• Exercise: In the records below, find the line with "Every instance of the shepherd" and the line with "Every instance of the navy"; return exactly those lines and every line between them.

BEGIN Dataset records

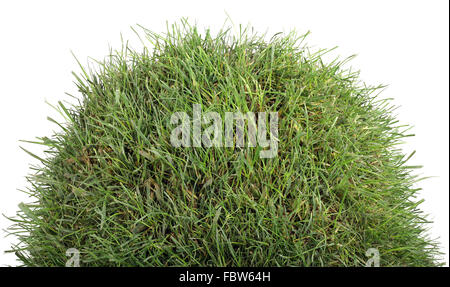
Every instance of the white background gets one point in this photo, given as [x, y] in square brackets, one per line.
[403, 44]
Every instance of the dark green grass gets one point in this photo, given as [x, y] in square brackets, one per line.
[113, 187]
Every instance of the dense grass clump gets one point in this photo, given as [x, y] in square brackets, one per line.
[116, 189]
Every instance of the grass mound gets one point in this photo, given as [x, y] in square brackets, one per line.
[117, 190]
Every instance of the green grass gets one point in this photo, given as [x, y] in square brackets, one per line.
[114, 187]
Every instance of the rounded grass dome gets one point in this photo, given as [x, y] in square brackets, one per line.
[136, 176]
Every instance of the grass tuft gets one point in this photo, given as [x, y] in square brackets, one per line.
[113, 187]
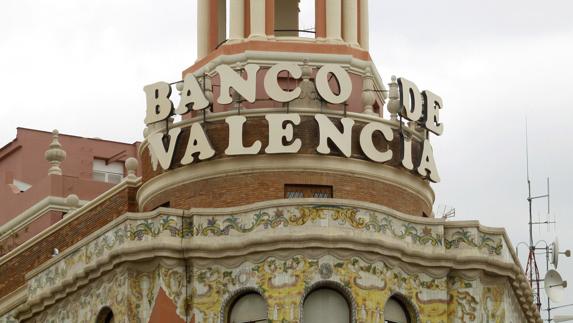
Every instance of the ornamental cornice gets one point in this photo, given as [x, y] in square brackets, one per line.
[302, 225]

END Dataset records
BEGIN Dataset records

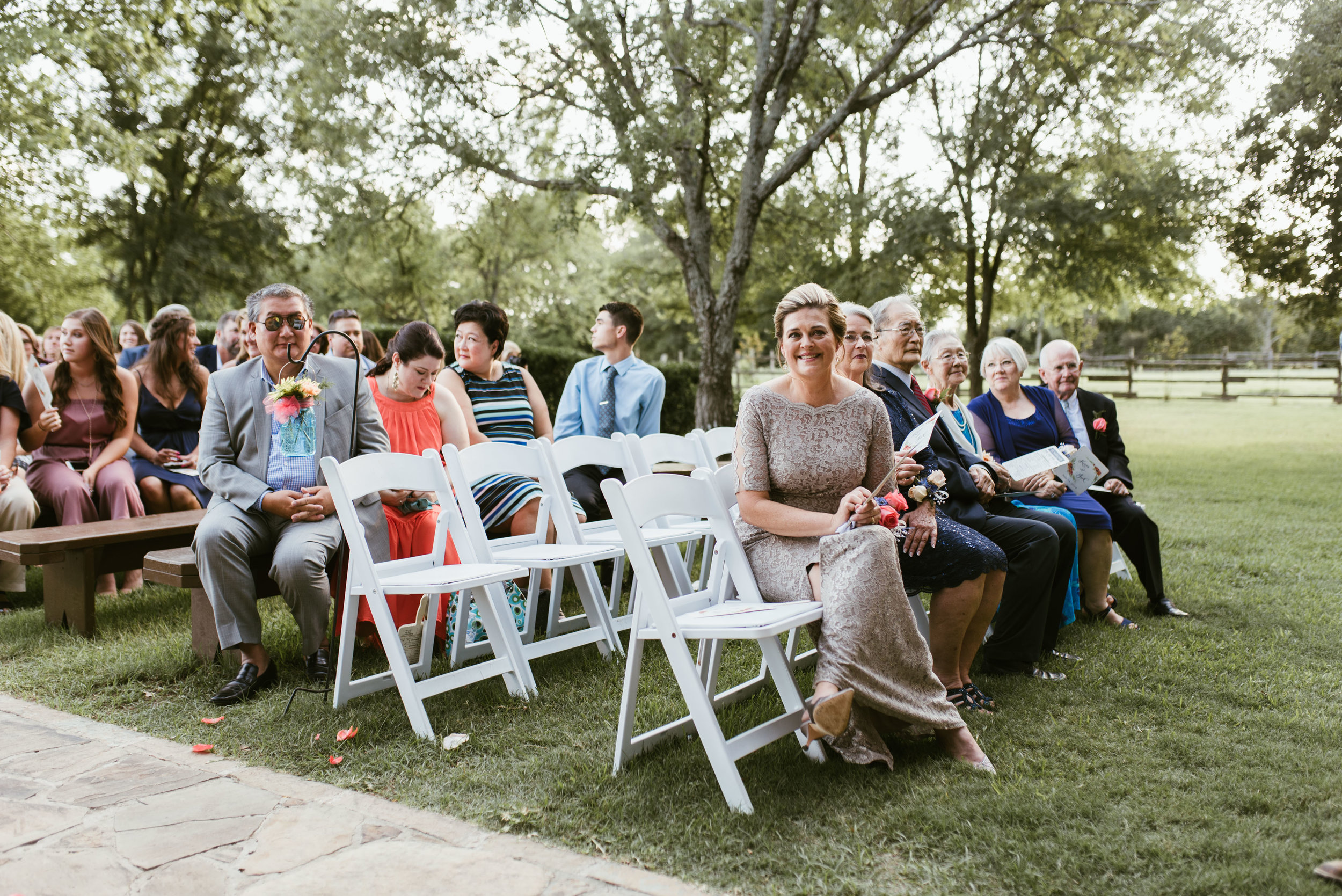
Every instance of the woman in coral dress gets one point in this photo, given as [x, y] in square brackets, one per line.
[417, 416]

END Dataset records
BEGIN Dataset records

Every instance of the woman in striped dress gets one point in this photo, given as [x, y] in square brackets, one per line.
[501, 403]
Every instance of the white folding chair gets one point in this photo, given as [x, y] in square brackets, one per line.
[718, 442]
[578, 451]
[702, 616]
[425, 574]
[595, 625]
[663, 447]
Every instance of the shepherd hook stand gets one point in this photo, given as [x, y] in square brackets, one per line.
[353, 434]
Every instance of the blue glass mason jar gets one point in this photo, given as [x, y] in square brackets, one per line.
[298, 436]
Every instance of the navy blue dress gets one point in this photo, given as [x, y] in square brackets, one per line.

END Dataset records

• Result of this task:
Every instance of the shepherd hook stand gets one point in this photo, given as [x, y] in square brackets, one per line.
[353, 434]
Every instance of the blue glass mason jar gets one point in this photo, given as [x, y] in square brackets, one per line.
[298, 436]
Every instance of the navy blue dress gets one point in this photo, given as [x, y] in square brackets, one per line.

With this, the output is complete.